▸ **Saved data entries**:
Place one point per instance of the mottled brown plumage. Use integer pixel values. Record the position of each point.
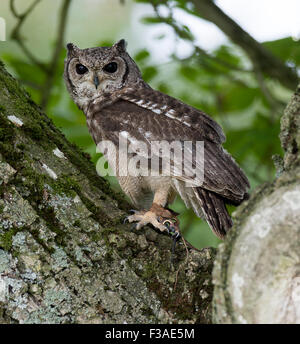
(118, 102)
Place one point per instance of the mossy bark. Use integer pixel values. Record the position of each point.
(65, 256)
(257, 269)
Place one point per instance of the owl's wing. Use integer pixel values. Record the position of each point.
(150, 116)
(161, 104)
(183, 122)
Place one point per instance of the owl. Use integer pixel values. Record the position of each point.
(107, 85)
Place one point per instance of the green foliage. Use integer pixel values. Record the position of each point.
(220, 83)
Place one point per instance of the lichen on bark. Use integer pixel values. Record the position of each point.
(257, 270)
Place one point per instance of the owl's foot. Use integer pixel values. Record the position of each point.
(144, 218)
(159, 217)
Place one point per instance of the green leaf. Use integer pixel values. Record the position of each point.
(287, 49)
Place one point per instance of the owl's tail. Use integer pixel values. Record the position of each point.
(214, 211)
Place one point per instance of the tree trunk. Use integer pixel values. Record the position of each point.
(65, 256)
(257, 270)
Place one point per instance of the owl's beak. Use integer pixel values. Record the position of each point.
(96, 81)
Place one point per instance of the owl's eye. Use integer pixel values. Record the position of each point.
(111, 67)
(81, 69)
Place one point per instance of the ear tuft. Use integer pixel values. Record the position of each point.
(72, 49)
(120, 46)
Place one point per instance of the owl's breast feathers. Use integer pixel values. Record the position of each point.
(146, 115)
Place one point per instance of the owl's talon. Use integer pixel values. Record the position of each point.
(171, 228)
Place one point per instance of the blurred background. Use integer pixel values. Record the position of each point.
(236, 60)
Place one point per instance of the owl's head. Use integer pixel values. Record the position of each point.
(89, 73)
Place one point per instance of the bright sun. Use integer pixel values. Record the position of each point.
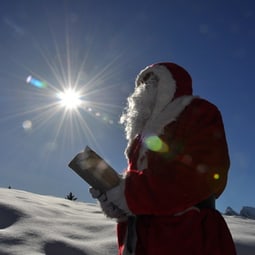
(70, 99)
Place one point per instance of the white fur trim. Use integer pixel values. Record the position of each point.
(155, 125)
(166, 86)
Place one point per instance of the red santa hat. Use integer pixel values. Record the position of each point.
(182, 79)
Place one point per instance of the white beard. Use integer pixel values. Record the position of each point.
(151, 107)
(139, 108)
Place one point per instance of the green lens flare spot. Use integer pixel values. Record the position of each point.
(154, 143)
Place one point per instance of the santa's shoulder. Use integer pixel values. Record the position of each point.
(201, 104)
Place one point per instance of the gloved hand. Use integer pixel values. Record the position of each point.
(110, 210)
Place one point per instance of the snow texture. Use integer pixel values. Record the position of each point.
(33, 224)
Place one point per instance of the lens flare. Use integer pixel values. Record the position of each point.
(70, 99)
(154, 143)
(35, 82)
(216, 176)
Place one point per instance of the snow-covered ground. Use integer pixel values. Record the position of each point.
(33, 224)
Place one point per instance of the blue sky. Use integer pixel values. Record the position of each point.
(98, 47)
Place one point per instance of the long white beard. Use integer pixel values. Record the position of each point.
(139, 108)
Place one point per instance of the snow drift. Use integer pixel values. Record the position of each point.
(33, 224)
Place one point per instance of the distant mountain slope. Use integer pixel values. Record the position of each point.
(33, 224)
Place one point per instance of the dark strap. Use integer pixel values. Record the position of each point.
(207, 203)
(131, 233)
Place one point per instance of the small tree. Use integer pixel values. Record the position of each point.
(71, 197)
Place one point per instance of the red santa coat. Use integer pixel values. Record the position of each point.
(192, 168)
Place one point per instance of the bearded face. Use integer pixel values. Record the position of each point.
(140, 106)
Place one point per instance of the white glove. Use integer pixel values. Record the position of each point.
(110, 210)
(116, 196)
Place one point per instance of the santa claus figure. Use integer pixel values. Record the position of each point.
(177, 166)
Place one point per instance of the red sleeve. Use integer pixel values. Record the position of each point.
(194, 167)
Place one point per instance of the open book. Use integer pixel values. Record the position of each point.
(94, 170)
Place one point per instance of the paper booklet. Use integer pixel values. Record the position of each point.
(94, 170)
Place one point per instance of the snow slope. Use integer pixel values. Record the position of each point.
(35, 224)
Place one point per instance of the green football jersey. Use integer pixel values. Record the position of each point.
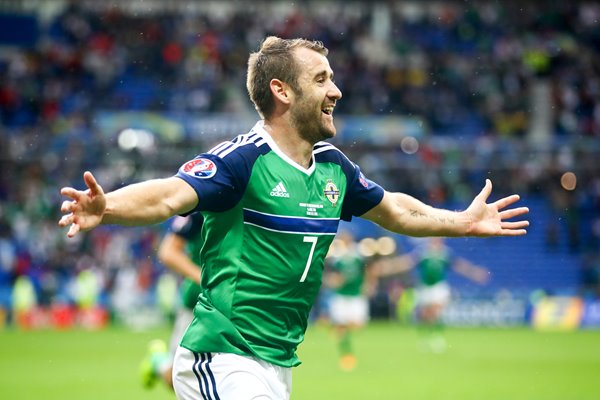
(268, 224)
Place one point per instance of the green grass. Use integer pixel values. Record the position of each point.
(485, 364)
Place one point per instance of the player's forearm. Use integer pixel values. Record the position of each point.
(142, 203)
(404, 214)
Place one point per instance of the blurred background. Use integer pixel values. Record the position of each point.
(437, 97)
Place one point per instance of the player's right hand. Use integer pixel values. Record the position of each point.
(85, 209)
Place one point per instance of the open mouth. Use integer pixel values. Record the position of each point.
(327, 110)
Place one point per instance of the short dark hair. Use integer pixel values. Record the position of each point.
(275, 60)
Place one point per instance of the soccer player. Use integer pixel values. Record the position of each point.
(272, 200)
(432, 260)
(347, 275)
(180, 251)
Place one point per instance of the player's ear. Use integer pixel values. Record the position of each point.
(280, 90)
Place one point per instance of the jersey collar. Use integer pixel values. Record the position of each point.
(259, 128)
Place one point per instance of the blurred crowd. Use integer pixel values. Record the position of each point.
(486, 77)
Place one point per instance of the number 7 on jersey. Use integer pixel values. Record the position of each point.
(313, 240)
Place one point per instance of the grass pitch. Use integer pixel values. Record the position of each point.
(516, 364)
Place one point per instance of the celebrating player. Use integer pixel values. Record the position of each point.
(272, 200)
(180, 251)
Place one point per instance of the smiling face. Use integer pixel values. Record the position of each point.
(312, 110)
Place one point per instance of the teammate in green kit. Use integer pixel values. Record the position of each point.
(348, 277)
(432, 260)
(180, 251)
(272, 200)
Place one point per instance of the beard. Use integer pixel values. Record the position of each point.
(308, 121)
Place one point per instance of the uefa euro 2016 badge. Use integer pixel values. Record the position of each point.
(331, 192)
(200, 168)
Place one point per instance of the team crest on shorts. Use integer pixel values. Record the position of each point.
(331, 192)
(200, 168)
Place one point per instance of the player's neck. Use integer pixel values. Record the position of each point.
(291, 143)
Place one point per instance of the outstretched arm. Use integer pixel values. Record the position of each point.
(404, 214)
(142, 203)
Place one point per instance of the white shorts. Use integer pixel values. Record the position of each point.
(224, 376)
(182, 320)
(435, 294)
(348, 310)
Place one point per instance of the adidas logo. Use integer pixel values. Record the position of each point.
(279, 191)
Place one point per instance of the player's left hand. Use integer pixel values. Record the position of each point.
(85, 209)
(490, 219)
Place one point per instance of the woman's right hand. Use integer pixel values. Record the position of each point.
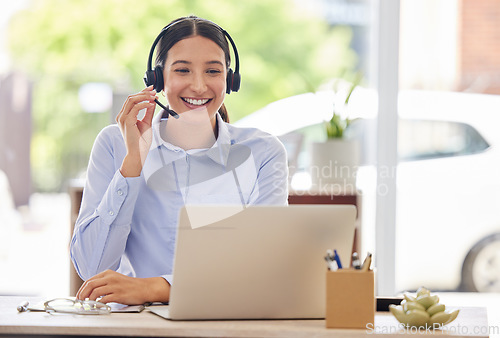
(137, 134)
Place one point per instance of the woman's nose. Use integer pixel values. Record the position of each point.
(198, 84)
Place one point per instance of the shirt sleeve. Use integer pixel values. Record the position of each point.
(105, 217)
(272, 177)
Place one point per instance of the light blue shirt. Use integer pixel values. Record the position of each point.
(129, 224)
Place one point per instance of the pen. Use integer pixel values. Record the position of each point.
(367, 262)
(355, 262)
(330, 260)
(337, 259)
(23, 307)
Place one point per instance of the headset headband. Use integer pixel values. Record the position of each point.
(155, 76)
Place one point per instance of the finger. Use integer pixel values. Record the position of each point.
(89, 286)
(131, 117)
(148, 116)
(100, 291)
(133, 99)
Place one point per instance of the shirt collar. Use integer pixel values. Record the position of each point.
(219, 152)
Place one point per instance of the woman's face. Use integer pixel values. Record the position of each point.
(195, 75)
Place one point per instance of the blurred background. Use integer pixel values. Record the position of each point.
(66, 67)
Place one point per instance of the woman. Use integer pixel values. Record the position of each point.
(144, 169)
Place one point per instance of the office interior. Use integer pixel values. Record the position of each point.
(425, 47)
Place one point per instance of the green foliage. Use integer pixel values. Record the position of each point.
(337, 125)
(63, 44)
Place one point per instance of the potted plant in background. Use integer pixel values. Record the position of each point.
(334, 162)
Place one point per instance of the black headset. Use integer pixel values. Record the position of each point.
(155, 76)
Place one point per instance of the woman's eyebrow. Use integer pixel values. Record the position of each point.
(188, 62)
(214, 62)
(181, 61)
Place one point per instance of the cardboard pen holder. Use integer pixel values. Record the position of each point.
(350, 298)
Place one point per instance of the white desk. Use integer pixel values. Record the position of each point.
(470, 322)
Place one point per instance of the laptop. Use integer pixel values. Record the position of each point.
(259, 262)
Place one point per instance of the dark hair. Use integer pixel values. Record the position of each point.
(189, 26)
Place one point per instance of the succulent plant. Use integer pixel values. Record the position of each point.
(423, 309)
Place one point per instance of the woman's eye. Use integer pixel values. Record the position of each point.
(213, 71)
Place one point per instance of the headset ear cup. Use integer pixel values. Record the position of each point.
(229, 81)
(235, 86)
(149, 78)
(159, 83)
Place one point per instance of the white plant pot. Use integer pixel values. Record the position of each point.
(334, 165)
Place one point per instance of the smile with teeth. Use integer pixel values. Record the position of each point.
(195, 102)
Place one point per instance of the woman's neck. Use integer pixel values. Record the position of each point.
(190, 131)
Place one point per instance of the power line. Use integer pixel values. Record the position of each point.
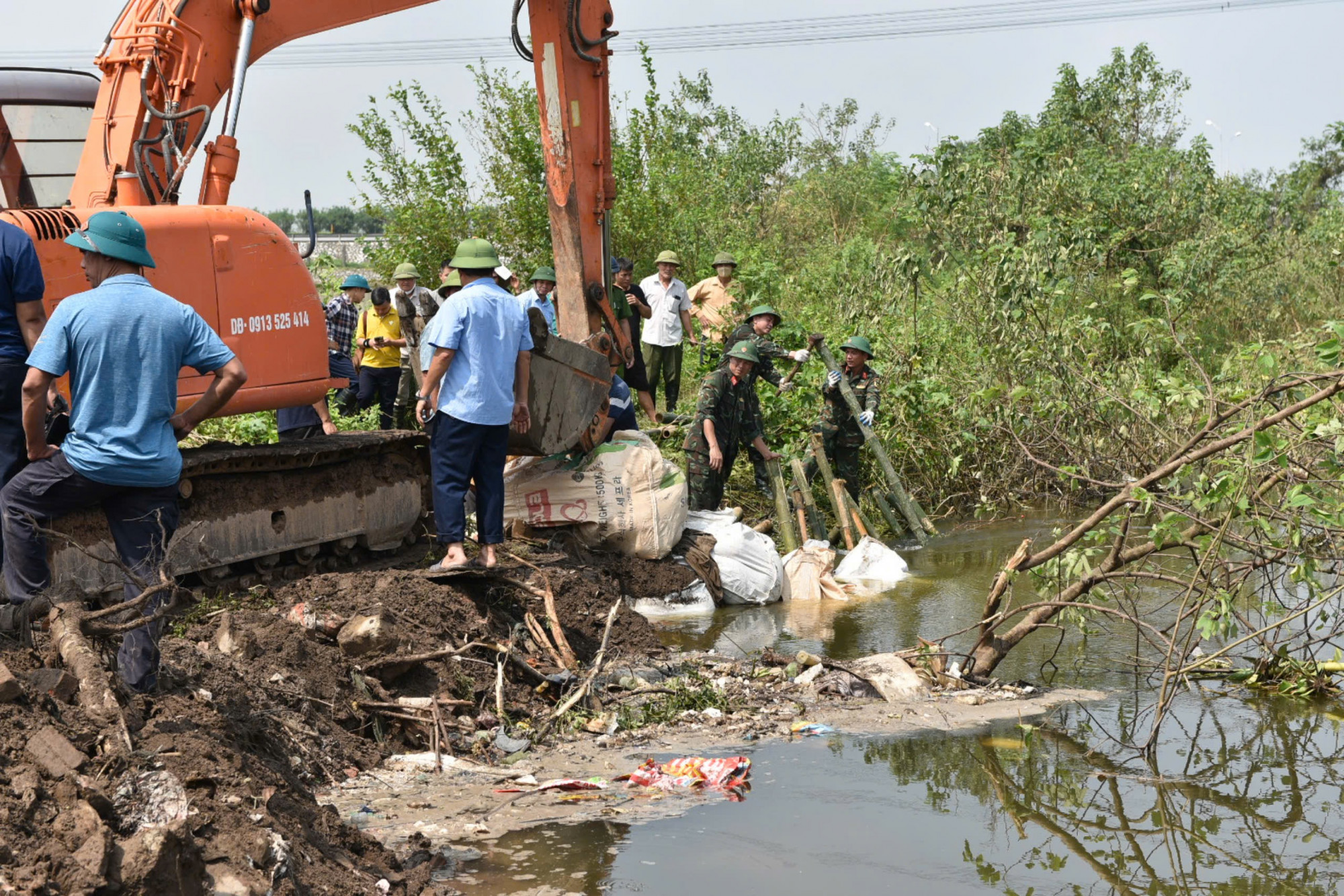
(1010, 15)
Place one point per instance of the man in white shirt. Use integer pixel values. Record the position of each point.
(665, 331)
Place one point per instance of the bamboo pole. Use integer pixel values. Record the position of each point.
(800, 482)
(838, 494)
(920, 522)
(888, 514)
(861, 519)
(796, 496)
(851, 511)
(819, 455)
(784, 521)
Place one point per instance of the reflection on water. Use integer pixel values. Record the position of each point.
(1256, 809)
(1241, 799)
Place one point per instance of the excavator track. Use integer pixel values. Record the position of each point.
(252, 512)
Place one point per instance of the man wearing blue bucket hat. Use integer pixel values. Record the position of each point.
(123, 343)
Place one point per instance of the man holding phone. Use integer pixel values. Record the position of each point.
(378, 357)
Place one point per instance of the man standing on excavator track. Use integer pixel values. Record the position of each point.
(728, 417)
(123, 345)
(667, 327)
(22, 319)
(483, 354)
(416, 307)
(756, 330)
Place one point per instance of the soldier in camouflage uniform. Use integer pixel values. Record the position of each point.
(841, 435)
(728, 416)
(756, 330)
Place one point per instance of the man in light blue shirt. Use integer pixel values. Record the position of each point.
(483, 358)
(542, 296)
(123, 345)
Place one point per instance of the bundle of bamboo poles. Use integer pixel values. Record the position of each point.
(898, 508)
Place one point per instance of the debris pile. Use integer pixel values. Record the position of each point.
(210, 785)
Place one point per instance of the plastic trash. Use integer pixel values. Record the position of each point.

▸ **TASK INSTRUCTIONS**:
Each line from the one containing "Place one point per instance of the man in white" through the last line of the entries above is to be returned exactly, and no others.

▸ **ANSWER TO THIS TASK**:
Place one point per instance of the man in white shirt. Use integer pixel values. Record the position of each point.
(665, 331)
Place one point per instance of the bamboo pole. Use integer pixel values. Record the position of each point.
(800, 482)
(838, 494)
(920, 522)
(888, 514)
(861, 519)
(796, 496)
(851, 511)
(819, 455)
(784, 521)
Place one point per instance of the reflection on water. Use integer pixel values. Record the position of each point.
(1256, 809)
(1241, 799)
Place one point per instance of the excavator track. Use integer pixel values. Record the position of each point.
(252, 512)
Place one point per instance of the man wearing blue bucket hat. Use integer pixel values. Record the position of each point.
(123, 343)
Place one point per instance of the man holding phone. Use integer pixel values. Record the position of each point.
(378, 357)
Place one point per instance of the man standing on excavator track. Use integer pixel values. Record the position of each point.
(728, 417)
(123, 345)
(667, 327)
(22, 319)
(483, 354)
(416, 307)
(756, 330)
Place one point per instance of the soldier in camouflage uniform. Use integer pixel values. Record the position of each point.
(841, 435)
(728, 416)
(756, 330)
Place one point per instance of the man in light blue shirt. Use integer pixel values. Record the position of each point.
(483, 358)
(542, 296)
(123, 345)
Place one point per instance of the bundle of bamboo poles. Use integer pixel values. Record the position of each point.
(898, 508)
Place one point per instance of the debris pile. Use integer pixel values. Record the position of each point.
(210, 785)
Place one point per instance of the plastic trash. Use integer pixel values. Record the position of each point.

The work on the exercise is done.